- **Istruzioni dell'esercizio**
Riporti sotto forma di elenco numerato le righe del materiale, dall'inizio fino alla riga con "point(179, 76)" compresa, tralasciando le righe vuote.

##### Dati forniti

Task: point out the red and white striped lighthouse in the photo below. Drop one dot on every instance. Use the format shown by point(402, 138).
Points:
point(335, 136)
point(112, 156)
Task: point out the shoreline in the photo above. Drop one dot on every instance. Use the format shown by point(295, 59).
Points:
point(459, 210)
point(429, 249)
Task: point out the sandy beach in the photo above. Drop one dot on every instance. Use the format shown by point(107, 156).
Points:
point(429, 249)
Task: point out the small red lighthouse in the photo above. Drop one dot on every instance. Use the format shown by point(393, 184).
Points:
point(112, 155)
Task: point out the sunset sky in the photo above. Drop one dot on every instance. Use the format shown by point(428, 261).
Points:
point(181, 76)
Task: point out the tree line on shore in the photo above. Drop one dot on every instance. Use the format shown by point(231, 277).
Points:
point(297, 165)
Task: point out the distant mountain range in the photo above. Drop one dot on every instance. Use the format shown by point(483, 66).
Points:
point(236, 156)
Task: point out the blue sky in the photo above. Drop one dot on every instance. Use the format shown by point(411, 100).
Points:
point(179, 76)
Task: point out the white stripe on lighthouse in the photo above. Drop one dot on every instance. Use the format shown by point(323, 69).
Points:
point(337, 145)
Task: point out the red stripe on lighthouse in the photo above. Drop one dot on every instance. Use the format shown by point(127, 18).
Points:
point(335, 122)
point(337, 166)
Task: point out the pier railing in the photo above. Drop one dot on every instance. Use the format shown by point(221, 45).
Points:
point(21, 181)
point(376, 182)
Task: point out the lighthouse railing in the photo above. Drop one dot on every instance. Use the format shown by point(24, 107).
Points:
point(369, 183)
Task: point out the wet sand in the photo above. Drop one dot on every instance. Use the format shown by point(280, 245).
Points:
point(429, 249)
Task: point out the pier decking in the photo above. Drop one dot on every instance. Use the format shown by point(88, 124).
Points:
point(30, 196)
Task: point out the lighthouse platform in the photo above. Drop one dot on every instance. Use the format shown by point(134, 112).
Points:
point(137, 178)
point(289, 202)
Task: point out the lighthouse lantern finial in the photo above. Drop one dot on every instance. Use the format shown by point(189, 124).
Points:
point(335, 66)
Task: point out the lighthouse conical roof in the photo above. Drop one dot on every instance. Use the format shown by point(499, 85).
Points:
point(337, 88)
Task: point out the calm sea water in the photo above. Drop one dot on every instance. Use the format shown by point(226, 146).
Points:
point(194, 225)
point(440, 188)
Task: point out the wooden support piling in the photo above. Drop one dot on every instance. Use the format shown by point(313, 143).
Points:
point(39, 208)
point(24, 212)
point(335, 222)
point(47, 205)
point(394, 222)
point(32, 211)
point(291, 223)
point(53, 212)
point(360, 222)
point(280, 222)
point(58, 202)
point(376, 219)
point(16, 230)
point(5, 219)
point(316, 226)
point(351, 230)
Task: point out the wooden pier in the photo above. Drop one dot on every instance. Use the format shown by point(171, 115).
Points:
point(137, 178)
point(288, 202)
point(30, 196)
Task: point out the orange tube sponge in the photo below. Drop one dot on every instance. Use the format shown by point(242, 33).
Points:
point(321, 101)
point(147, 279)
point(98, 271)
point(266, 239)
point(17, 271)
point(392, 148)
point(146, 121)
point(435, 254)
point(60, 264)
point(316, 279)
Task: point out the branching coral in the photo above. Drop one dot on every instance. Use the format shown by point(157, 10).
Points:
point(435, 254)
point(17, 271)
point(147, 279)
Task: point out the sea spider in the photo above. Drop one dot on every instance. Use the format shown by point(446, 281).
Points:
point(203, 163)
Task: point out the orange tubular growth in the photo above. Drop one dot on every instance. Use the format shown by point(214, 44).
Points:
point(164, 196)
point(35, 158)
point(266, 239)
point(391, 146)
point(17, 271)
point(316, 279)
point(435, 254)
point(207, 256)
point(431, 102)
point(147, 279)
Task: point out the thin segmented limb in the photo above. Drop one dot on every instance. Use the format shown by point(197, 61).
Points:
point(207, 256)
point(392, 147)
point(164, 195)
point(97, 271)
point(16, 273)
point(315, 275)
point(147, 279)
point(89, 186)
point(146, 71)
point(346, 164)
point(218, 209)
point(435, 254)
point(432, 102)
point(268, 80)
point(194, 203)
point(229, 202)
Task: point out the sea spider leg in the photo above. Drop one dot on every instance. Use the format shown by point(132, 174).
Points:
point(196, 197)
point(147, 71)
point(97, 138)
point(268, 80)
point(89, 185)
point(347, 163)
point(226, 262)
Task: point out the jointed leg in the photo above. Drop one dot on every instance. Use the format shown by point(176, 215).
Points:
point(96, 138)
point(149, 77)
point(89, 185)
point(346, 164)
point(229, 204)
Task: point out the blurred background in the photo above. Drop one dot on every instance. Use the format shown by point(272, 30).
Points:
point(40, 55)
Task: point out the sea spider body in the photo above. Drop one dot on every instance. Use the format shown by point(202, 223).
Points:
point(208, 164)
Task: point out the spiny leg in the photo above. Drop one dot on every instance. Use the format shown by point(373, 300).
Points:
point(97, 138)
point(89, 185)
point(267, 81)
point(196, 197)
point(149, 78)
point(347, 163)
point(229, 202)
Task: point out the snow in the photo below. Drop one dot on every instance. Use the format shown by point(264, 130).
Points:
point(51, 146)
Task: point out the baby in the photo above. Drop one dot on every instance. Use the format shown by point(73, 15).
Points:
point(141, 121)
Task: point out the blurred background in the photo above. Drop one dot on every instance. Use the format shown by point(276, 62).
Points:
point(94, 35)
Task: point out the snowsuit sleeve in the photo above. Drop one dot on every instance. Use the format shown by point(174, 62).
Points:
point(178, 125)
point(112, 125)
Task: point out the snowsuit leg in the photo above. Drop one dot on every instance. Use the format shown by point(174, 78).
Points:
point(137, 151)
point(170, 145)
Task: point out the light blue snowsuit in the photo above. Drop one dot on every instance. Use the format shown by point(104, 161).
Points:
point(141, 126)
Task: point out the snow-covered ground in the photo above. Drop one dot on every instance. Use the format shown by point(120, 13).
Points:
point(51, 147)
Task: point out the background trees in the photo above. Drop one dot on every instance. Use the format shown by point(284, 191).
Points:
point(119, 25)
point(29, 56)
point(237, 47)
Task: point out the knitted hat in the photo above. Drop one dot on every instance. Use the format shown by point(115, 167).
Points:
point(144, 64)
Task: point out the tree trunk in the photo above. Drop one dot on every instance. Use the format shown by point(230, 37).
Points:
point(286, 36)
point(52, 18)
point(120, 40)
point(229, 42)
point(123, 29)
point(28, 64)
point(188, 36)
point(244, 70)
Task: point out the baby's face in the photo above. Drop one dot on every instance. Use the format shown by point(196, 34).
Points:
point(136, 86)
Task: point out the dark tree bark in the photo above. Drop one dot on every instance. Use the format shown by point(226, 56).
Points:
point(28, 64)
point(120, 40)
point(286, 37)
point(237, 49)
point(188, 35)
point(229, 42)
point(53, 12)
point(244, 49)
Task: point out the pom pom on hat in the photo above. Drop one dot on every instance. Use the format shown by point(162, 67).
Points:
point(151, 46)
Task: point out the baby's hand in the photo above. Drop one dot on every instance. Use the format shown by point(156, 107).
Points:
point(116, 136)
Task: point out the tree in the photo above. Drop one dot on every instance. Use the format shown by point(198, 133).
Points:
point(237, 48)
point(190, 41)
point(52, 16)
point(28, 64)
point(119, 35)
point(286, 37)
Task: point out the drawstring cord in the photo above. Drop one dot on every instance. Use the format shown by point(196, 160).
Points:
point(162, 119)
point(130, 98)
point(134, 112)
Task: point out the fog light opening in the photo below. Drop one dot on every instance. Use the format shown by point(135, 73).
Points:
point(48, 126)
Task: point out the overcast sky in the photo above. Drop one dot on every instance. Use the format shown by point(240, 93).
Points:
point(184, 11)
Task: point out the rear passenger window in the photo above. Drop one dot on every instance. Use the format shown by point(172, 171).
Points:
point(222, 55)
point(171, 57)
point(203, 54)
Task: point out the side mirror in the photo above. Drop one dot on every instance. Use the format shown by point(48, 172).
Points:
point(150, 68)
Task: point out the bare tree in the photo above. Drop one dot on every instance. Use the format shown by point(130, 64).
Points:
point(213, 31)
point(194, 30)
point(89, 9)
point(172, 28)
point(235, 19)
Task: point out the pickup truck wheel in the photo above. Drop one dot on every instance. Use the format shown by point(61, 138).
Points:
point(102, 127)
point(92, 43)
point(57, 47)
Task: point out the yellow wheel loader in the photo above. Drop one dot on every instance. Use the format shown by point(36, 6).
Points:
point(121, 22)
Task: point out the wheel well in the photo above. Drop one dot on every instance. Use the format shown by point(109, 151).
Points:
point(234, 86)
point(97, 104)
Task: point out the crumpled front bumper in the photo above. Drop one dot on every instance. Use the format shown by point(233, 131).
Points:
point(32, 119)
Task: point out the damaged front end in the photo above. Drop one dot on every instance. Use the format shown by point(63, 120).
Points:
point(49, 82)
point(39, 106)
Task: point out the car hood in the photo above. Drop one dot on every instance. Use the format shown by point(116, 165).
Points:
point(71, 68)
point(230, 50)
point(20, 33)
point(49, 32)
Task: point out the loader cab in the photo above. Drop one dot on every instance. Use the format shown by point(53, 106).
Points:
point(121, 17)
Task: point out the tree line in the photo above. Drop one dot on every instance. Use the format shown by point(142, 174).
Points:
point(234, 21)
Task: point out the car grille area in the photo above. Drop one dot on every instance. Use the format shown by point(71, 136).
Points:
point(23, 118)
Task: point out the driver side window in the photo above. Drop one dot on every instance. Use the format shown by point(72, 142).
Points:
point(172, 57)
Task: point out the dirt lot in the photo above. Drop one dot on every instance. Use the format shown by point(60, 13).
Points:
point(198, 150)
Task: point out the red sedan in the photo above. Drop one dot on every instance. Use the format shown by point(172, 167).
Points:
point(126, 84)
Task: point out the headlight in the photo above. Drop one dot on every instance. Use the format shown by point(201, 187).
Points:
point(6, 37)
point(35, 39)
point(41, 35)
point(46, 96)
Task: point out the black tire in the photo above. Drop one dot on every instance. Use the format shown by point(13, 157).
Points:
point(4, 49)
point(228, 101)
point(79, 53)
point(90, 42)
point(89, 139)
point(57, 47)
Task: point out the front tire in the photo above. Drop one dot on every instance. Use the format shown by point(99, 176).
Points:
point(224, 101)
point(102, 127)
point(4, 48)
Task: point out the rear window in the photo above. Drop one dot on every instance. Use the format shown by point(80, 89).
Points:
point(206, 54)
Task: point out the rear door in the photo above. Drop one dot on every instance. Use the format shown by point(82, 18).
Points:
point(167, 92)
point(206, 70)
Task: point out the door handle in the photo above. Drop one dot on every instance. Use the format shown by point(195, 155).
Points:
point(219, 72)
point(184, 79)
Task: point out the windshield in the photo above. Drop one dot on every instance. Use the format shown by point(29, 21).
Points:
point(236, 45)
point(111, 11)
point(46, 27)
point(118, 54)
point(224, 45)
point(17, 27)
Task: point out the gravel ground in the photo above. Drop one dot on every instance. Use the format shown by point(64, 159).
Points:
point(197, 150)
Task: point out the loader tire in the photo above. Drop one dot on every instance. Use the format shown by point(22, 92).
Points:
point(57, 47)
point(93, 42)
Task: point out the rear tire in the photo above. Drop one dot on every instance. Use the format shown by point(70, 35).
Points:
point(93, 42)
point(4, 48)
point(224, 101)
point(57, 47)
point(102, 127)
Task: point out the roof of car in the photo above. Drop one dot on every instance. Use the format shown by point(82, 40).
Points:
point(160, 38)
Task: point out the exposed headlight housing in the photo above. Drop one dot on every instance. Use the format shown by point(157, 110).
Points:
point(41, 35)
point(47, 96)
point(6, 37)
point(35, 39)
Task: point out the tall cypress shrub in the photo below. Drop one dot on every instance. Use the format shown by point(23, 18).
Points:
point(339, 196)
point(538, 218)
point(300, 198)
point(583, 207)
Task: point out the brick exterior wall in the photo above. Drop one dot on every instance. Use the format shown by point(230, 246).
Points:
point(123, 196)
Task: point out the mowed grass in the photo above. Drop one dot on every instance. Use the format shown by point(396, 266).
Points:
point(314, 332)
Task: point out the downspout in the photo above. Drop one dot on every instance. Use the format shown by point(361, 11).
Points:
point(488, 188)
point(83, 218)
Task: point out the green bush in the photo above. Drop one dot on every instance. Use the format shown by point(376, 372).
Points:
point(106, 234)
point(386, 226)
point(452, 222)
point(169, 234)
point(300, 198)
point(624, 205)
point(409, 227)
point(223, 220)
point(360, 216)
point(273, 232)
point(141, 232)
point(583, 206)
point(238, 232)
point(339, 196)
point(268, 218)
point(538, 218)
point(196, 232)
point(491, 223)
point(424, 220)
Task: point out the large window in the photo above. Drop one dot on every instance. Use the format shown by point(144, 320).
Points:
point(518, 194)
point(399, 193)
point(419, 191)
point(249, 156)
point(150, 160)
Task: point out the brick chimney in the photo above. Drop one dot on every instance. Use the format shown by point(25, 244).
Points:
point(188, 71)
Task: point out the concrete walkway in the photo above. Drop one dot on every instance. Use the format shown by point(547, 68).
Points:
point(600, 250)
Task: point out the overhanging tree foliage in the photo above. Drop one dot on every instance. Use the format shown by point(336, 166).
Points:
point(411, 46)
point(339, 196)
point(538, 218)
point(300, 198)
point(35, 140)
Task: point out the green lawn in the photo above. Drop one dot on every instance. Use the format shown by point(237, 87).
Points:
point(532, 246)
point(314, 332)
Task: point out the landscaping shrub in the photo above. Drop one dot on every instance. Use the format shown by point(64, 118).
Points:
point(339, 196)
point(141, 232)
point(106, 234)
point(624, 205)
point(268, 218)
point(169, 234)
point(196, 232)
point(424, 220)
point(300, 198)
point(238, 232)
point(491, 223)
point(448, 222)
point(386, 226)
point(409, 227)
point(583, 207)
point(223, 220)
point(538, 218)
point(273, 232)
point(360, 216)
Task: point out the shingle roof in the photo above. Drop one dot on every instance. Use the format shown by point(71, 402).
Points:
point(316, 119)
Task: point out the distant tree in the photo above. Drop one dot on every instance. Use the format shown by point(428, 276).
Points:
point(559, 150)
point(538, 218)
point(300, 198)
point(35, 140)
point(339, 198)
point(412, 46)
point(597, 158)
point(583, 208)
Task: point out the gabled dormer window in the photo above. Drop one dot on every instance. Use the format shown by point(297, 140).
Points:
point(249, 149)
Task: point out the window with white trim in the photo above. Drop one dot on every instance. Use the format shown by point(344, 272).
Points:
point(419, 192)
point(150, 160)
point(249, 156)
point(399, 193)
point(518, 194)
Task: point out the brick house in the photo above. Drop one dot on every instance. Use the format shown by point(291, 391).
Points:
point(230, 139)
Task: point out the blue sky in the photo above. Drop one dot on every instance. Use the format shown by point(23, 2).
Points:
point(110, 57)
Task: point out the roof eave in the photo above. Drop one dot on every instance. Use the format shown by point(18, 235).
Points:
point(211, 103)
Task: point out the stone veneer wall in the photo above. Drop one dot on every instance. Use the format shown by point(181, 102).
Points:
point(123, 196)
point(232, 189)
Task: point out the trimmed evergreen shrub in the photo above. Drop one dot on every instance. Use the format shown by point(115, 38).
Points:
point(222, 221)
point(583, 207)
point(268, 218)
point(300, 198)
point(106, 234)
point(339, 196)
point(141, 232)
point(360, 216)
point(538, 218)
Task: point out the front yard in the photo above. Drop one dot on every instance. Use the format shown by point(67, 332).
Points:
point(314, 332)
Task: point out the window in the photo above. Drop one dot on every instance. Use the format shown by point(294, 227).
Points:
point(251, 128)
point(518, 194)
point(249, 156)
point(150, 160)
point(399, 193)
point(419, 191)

##########

- **Risposta scritta**
1. Task: point out the red and white striped lighthouse in the photo below. Drop one dot on every instance. Use the format shown by point(402, 138).
2. Points:
3. point(335, 136)
4. point(112, 156)
5. Task: point out the shoreline in the photo above. Drop one dot on every instance. Use the format shown by point(295, 59).
6. Points:
7. point(459, 210)
8. point(429, 249)
9. Task: point out the sandy beach in the photo above. Drop one dot on every instance. Use the format shown by point(107, 156).
10. Points:
11. point(429, 249)
12. Task: point out the small red lighthouse in the photo above. Drop one dot on every instance. Use the format shown by point(393, 184).
13. Points:
14. point(112, 155)
15. Task: point out the sunset sky in the photo above. Drop one dot on every instance. Use the format shown by point(428, 261).
16. Points:
17. point(181, 76)
18. Task: point out the tree line on shore in the photo above. Drop one dot on every instance. Use the format shown by point(231, 277).
19. Points:
20. point(297, 165)
21. Task: point out the distant mountain range in the photo above. Drop one dot on every instance. Use the format shown by point(483, 66).
22. Points:
23. point(236, 156)
24. Task: point out the blue sky in the photo above. Drop one dot on every instance. Use the format shown by point(411, 100).
25. Points:
26. point(179, 76)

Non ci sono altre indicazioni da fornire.